▶ [WHAT YOU SHOULD DO]: Whatever appears in the entries must be given again exactly.

- - -

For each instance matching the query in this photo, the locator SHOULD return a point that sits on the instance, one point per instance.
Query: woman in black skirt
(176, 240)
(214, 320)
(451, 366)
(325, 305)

- - -

▶ [WRITTEN REPLY]:
For each instance matching the query in this photo, the locator SHOULD return a point that sits on the instance, one point per instance.
Query: woman in black skirt
(176, 240)
(214, 320)
(451, 366)
(325, 305)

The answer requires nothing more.